Brief:
According to the heavy haulage text below, how much did the dead whale moved on the Isle of Man in 1925 weigh?

We’ve delved into the archives to bring you the 10 strangest or largest loads to travel along the roads of this fair isle

Words / images sourced: Bob Tuck

The whale of Man

Not many heavy hauliers are asked to move a dead whale, but Isle of Man-based Stephen Carter recalls that in May 1925 the island’s leading heavy haulage contractor, Bobby Shimmin, was asked to do just that. It was decided that the whale’s skeleton would make an excellent centre piece exhibit for a planned new natural history gallery at the Manx Museum.

The whale was beached at high water on Derbyhaven Beach, and Shimmin sent a 6hp Fowler and a 7hp Clayton and Shuttleworth towing the three largest trailers on the island. The trailers were set up adjacent and parallel to the beached whale, while heavy timbers were used as ramps. The engines then used their winches to roll the whale up the planks and onto the trailers. Once chained down, the cavalcade set off for the knacker’s yard at Baldwin some 12 miles away.

At the time this was the longest and heaviest load ever to move on the island. The whale weighed 30 tons, so gross train weight was about 66 tons.

The load’s police escort consisted of a police constable on a bicycle, because in 1925 the Isle of Man Constabulary did not own a single motor vehicle. The police escort was not warning other traffic, but travelling ahead to warn householders living on the route to close their doors and windows because the dead whale was giving off a rather nasty pungent aroma.

Its skeleton can today be seen suspended from the roof of the natural history gallery of the Manx Museum.

The reel thing...

Umbilical reels don’t come much bigger than the batch of 10 that Cadzow Heavy Haulage moved in different parts of Scotland during 2005. Manufactured at Rosyth, the 10m diameter reels were first moved by Cadzow onto the quayside where they were loaded into a Big Lift ship for transportation north to Invergordon.

The Blantyre-based heavy haulier then moved them into storage and, a few months later, back to the spooling ship that would unroll the cord down onto the sea bed. The reels varied in weight with the one shown weighing in at 180 tonnes, while the heaviest was close to 280 tonnes.

For the lighter load 10 rows of Scheuerle trailers were used, although for the heavier weights Cadzow rigged their trailer four files wide – which meant a second set of 10 rows was added to double the trailer’s width.

Crew involved with the two outfits were Campbell Stewart and Alan Sinclair, while Cadzow’s transport manager Jim Ritchie also got stuck in. “Their size meant the centre of gravity had to be watched,” says Ritchie with some understatement. Running height of the pictured outfit was about 37ft (11.27m), while gross train weight was around 250 tonnes.

Econofreight’s finest

When the late Tom Llewellyn was heading up Econofreight, the Teesside-based concern moved all manner of mountainous loads but, for sheer awesome road-going proportions, this 645-tonne regenerator took some beating.

Supplied data:
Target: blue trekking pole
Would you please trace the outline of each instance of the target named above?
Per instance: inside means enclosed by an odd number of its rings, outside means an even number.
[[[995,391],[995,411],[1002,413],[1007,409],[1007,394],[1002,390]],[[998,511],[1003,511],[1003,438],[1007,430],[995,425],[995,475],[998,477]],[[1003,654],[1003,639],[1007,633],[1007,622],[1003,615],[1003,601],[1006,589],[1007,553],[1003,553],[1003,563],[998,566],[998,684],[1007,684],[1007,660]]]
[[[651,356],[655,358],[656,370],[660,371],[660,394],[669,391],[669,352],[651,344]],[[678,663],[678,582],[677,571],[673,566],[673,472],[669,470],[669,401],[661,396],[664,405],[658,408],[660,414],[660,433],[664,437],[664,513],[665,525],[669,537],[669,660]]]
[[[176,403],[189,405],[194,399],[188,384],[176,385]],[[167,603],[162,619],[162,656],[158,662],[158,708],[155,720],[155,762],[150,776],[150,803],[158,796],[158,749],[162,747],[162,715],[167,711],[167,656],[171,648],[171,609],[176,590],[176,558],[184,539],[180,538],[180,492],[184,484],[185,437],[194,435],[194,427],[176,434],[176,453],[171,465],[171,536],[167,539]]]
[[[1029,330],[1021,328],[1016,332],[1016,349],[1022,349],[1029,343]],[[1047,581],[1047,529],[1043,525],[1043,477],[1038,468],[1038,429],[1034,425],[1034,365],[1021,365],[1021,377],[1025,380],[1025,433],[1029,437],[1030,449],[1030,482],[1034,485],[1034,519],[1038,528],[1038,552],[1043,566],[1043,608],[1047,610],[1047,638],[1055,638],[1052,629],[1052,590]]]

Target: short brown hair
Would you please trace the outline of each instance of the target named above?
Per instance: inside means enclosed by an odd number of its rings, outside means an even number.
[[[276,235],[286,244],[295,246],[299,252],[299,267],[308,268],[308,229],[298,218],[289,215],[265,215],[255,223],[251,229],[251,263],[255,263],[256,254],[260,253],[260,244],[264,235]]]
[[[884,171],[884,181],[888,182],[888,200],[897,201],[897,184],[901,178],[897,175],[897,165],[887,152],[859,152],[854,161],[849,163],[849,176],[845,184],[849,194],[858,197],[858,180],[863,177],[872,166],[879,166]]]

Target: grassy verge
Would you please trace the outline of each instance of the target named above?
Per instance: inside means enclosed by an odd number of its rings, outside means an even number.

---

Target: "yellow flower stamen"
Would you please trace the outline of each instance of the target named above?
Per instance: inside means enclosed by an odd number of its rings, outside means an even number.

Exercise result:
30 tons